- Excerpts of pointing data -
>> Start

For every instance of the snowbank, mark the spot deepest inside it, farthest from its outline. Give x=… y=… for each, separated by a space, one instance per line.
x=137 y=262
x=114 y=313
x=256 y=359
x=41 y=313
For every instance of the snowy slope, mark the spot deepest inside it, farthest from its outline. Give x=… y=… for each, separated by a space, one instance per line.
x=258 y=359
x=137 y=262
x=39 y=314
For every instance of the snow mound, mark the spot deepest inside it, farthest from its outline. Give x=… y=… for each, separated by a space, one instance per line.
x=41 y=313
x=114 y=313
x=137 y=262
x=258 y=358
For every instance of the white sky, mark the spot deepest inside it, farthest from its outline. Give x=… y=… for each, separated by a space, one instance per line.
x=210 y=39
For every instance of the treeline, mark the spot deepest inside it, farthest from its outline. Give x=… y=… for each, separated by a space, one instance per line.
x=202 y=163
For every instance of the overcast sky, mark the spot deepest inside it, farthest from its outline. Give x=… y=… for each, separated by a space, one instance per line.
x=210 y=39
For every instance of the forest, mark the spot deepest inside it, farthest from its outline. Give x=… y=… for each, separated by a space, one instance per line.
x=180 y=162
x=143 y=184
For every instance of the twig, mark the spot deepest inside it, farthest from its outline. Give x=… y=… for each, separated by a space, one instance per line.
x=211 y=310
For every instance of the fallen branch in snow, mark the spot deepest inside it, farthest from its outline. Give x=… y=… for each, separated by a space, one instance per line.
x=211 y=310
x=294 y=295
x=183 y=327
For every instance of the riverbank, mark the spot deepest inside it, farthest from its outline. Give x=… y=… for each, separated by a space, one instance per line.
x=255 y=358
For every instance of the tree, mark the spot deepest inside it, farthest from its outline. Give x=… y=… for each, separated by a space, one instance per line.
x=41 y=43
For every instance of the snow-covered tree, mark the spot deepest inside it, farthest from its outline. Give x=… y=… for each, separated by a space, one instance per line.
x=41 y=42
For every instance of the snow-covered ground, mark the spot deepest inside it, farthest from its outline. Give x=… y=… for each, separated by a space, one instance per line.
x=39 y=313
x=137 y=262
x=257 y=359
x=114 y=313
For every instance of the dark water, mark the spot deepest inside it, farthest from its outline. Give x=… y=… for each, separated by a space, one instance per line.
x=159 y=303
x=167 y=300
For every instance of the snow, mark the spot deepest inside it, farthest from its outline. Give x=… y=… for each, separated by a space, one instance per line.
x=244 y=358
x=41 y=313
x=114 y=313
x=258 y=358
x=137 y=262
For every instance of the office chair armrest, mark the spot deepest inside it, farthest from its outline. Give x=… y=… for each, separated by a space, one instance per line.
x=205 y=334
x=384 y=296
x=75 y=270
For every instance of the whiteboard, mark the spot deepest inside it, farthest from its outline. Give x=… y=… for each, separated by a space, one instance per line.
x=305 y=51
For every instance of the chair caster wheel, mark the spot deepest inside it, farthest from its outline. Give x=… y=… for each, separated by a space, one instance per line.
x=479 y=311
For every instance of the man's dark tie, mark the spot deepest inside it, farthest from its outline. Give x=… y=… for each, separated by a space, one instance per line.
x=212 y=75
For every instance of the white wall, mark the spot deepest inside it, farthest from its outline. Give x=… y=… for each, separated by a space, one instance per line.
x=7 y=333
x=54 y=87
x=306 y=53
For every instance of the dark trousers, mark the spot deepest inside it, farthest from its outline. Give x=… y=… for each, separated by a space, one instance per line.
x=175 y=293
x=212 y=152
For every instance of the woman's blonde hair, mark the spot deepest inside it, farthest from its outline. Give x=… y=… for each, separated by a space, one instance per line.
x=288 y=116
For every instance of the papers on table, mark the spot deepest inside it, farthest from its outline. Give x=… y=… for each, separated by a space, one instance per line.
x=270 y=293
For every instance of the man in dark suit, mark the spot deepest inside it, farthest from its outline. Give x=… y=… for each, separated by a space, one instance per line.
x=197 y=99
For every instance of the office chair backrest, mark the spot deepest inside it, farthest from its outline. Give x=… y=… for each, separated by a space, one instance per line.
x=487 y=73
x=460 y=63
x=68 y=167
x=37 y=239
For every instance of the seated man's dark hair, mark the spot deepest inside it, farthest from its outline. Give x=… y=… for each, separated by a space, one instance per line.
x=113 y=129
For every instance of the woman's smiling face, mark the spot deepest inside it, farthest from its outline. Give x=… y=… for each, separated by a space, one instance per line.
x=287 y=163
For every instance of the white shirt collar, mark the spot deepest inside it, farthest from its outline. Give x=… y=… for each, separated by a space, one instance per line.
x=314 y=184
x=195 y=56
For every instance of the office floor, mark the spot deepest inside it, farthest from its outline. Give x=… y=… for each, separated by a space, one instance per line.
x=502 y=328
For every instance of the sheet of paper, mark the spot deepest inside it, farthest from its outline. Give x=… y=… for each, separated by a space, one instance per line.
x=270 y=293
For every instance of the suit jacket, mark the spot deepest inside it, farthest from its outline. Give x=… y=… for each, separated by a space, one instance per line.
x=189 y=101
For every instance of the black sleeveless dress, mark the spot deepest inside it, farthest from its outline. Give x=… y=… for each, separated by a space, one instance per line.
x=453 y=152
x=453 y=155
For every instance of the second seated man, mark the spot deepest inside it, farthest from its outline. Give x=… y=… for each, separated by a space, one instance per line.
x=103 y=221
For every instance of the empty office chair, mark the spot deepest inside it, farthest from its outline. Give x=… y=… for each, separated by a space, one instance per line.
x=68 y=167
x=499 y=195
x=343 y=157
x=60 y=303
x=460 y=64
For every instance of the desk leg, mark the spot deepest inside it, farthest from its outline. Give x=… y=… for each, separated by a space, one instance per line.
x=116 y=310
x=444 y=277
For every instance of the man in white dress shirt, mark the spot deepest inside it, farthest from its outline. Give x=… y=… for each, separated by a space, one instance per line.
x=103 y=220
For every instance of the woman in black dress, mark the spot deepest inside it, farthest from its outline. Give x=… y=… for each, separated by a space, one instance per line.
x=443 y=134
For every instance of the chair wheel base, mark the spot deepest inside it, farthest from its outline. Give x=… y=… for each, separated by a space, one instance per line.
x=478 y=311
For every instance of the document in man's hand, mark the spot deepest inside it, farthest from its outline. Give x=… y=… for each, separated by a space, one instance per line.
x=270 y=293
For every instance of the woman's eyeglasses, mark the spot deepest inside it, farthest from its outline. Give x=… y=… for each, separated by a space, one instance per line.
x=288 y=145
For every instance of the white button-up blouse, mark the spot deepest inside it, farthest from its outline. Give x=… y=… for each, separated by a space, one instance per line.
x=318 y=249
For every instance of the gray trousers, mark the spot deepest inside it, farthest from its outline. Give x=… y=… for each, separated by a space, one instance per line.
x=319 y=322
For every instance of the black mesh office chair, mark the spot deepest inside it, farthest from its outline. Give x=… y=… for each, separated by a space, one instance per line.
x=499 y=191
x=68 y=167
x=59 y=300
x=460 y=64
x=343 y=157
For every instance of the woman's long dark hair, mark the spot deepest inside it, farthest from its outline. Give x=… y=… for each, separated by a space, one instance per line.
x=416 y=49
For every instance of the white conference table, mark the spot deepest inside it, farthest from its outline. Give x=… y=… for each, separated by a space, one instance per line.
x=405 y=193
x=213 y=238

>> End

- EXERCISE DETAILS -
Render everything in the records from the line containing "For every instance of the office floor, mark" down to the line containing "x=502 y=328" as a Markdown table with the columns "Row" and "Line". Skip any blank lines.

- SOLUTION TO THIS PROBLEM -
| Row | Line |
|---|---|
| 1 | For every instance of the office floor, mark the spot deepest inside it, farthest from its outline. Give x=… y=… for each, separated by a space, one instance per line. |
| 2 | x=502 y=328 |